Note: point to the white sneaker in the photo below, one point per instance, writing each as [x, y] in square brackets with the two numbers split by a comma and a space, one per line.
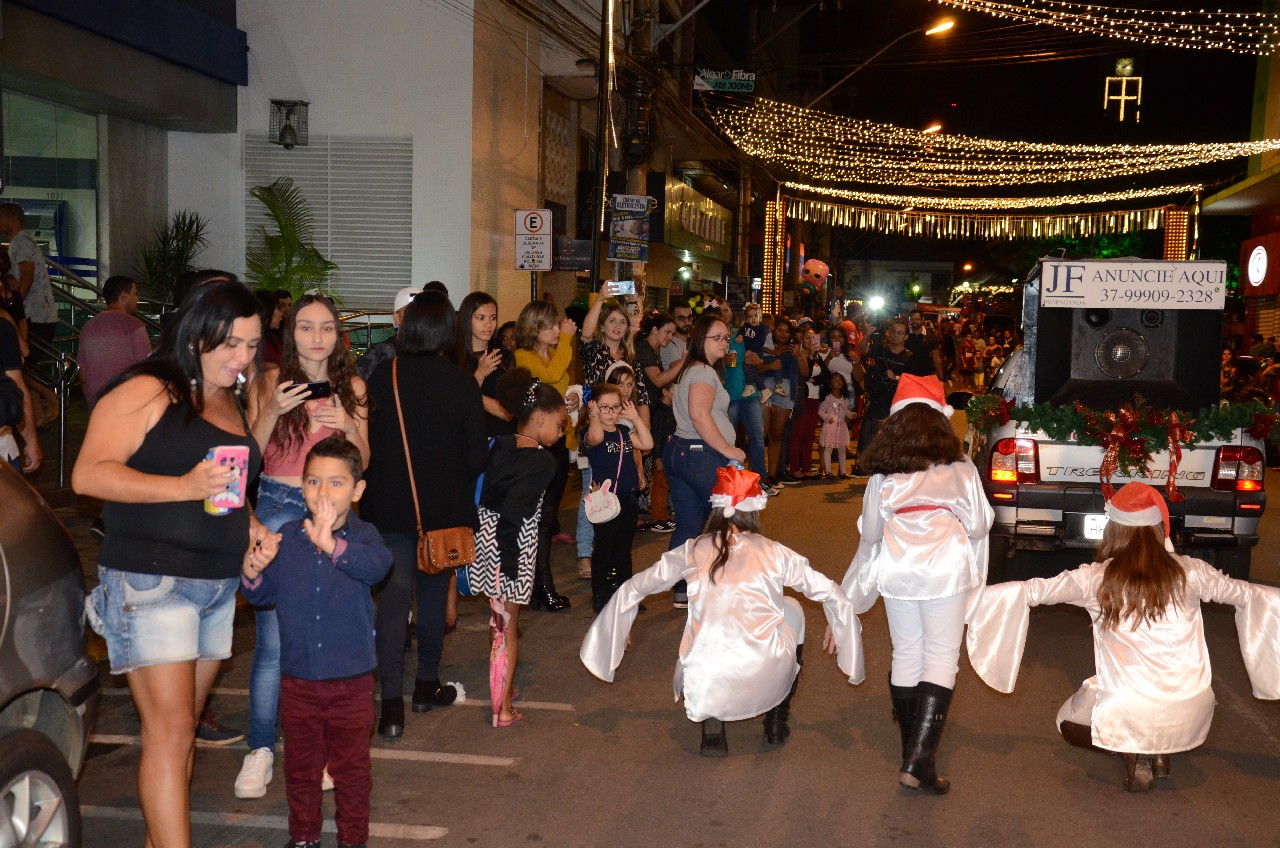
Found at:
[255, 774]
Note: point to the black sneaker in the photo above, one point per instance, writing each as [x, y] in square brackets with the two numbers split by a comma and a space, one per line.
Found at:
[209, 732]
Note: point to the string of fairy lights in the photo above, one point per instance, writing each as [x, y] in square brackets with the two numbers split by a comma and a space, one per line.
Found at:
[968, 226]
[1246, 32]
[977, 204]
[826, 147]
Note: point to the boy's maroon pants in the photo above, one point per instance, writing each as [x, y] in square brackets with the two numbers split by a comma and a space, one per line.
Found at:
[328, 723]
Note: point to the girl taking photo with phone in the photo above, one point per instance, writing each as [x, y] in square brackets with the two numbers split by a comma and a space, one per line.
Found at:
[312, 395]
[168, 569]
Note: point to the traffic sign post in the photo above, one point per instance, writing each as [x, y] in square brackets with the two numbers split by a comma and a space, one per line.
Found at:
[533, 244]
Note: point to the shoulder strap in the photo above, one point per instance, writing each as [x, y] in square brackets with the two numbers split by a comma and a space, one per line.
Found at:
[408, 461]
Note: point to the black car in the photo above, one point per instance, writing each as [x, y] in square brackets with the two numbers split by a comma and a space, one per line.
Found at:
[48, 682]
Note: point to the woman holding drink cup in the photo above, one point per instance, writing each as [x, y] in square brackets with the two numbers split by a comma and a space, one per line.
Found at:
[168, 568]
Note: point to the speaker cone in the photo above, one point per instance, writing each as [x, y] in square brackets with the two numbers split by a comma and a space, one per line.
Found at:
[1121, 354]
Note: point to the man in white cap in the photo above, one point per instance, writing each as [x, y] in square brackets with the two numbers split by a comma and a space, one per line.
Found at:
[385, 349]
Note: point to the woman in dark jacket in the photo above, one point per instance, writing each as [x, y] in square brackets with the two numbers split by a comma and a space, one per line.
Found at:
[447, 440]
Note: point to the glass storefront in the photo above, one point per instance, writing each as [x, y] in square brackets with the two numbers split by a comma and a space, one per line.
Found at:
[50, 168]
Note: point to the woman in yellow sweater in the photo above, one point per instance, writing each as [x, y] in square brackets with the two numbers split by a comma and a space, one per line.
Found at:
[544, 345]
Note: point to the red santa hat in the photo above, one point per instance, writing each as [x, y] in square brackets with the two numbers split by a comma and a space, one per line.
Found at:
[920, 390]
[1139, 505]
[737, 491]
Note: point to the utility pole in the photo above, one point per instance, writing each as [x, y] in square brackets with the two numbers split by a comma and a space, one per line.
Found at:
[603, 96]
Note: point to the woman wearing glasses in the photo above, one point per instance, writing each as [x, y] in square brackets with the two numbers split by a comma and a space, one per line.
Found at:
[704, 436]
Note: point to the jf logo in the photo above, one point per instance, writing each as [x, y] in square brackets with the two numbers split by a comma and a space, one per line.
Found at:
[1257, 265]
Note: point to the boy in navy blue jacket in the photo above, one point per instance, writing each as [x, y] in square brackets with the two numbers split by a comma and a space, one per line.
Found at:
[320, 586]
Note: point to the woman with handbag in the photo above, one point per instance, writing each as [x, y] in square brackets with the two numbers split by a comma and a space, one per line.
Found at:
[511, 500]
[428, 410]
[544, 345]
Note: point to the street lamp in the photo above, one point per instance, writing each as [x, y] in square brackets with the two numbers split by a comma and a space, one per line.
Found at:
[942, 26]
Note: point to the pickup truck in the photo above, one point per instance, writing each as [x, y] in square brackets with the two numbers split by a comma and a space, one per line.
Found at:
[1047, 473]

════════

→ The request:
Copy all of the records above word for word, leaving out the pictures.

→ Exercise answer:
Note: point to the white sneaker in the photo below, one point per instance, writing each as [x, y] in square brackets with the two numbers split by a comma and a space, one per line.
Found at:
[255, 774]
Note: point to the black sneaker in the photo above, one point per instance, writing each as [x, y] in square brackets with the two numbers split by a comma and a space, one per line.
Found at:
[209, 732]
Note: point to the string of fairy lights in the photo above, one point per instance, writing each as [x, y] in square brackets with the two numbers split by a comma and a space, one per line.
Found at:
[968, 226]
[1246, 32]
[977, 204]
[826, 147]
Note: point to the boy's maroon pants in the photo above, one point per instance, writing each as [x, y] in square brackets with the two numbers split by a comma and a space, one per line.
Found at:
[328, 723]
Note: point to the girl taking photo with phone in the photo above, one point per instance, writing each as [x, y] in square brackets with the two numbers split by a comma and a space, one per line.
Found at:
[312, 395]
[168, 569]
Note: point to the traffic sign post in the photo above, one point per instance, writing each as [x, y] in square brackets with the two numbers split by a comma and a space, one per line.
Found at:
[533, 244]
Note: point to the shoulder strap in the photo above, one point per instance, writing each as [x, y] in square brackets with the two numbers split by a comma and a space, one per line.
Found at:
[408, 461]
Note: point to the black car in the photo above, one point per instance, writing each as [x, y] in square brackets with the two numbers split by a comma and a space, one per line.
Found at:
[48, 682]
Note: point to the woman holding drink cup in the photo above, one point per instance, writing each as [x, y] in square brackets with the two numbers split by a comma and a space, one per line.
Found at:
[168, 568]
Note: point to the speaker cone in the photo above, one point per instance, writing each as [x, y] in square brackets with the two numbers split by a comma and a space, one per line.
Found at:
[1121, 354]
Note: point to the man in white cap in the photo above, one point per instance, writing each as [x, y] in square brackets with the two numbers split by a comma and a space, one per line.
Found at:
[385, 349]
Note: point to the woman in dark jacket in the photo above, one point per instance, writing each as [x, y] in square brackets with the two numbers split by a comma and a space, one per line.
Found at:
[447, 440]
Note: point to the glass storefront in the photo above, one point per instance, writing each as [x, y] in square brackets with the two numbers split by a comma and a space, one per line.
Found at:
[50, 168]
Note: point to the woman in yellow sweater in the photo above, one point per instance, writing each as [x, y] in square brackets with the two numbers split by a comma and a space, one per line.
Found at:
[544, 345]
Note: point to the red santa hat in the photo above, one point per instance, writing each as [x, y] in square brackets with the two numbers split by a comma and a space, one per line.
Found at:
[920, 390]
[1139, 505]
[737, 491]
Note: point to the utility pole in the photo above, one point per instance, writing each as [x, y] in square brackets with the two numbers split by a comma and a space, one per line.
Found at:
[603, 96]
Note: point to the woman wearing glasses in the photo above, one point per instance, writing each as [x, y] in square brackets with the two numbers split by a comma and a space, one per line.
Found at:
[704, 436]
Note: point to the jf logo in the photo above, one point per instance, writing each as [x, y] in square brackets with the two numbers split by a comma and a space, one per line.
Found at:
[1257, 265]
Note: point to the boy in navy blue jacket in the photo above, one point per instance, writing each as [x, y] in square brackets with the two numbers split by a comma and a space, one per line.
Found at:
[320, 586]
Note: point to the woman with handbag in the photo above, one point per instance, writing each as [x, y] in square brackets with the two numbers split by a comma and a space, one per line.
Found at:
[511, 500]
[428, 410]
[544, 345]
Note: point to the street lamp in the photo above, one point per instance, writing each as [x, y] in square brackets with the two numbers split by a comma and a space, one per line.
Found at:
[942, 26]
Note: point to the pickup truck in the photo above, one point per instance, writing each as [x, y] in square brackets with the two numbers split by a comma and a space, one per line.
Found at:
[1047, 473]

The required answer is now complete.